> _SUPPLIED RECORDS_
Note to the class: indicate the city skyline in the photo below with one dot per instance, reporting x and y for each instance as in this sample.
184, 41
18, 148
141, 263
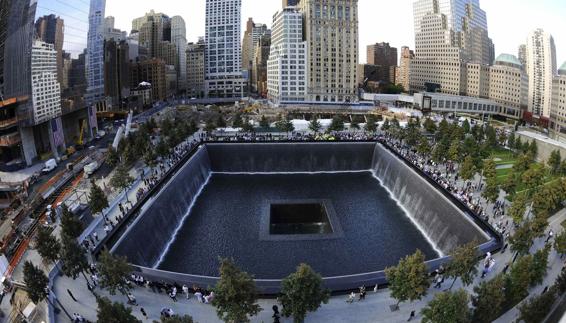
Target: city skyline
507, 35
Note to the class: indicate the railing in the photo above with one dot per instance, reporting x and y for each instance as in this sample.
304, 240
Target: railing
10, 140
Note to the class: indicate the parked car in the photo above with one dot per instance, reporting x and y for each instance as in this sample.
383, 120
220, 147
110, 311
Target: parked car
49, 166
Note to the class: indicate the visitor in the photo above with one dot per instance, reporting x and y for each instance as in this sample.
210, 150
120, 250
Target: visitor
351, 298
186, 291
199, 297
132, 299
412, 316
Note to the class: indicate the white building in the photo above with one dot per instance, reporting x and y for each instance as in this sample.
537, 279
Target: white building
558, 109
95, 54
46, 90
179, 38
541, 68
286, 67
448, 35
331, 32
223, 55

> _INSTRUCTIONS FOR THE TASK_
Repeat exactly the lines from the line containing "Note to the class: indicate the railing" through the end of the listing above; both boundary lines are part of the output.

> _EXERCISE RESULT_
Note to the class: indicate the railing in the photo above with one dot per instance, reporting x and y for each instance as in this sample.
304, 240
Target: railing
10, 140
Note to the class: indicate the parked car in the photo above with one dot per instance, reporting x and y for each instance as in this sample.
383, 120
220, 147
110, 311
Target: parked car
49, 166
Note to the class: indicate the visitor in the photo above with one dot per instance, reporting x and y for each instance as in this sample.
210, 150
120, 250
Target: visitor
351, 298
186, 291
199, 297
132, 299
412, 316
Note to the class: indicate the white building in the photo above with one dot per instance, reporting x and y for each instance as in this sample.
537, 279
Target: white building
558, 109
95, 54
46, 90
179, 38
541, 68
286, 67
448, 35
331, 32
223, 55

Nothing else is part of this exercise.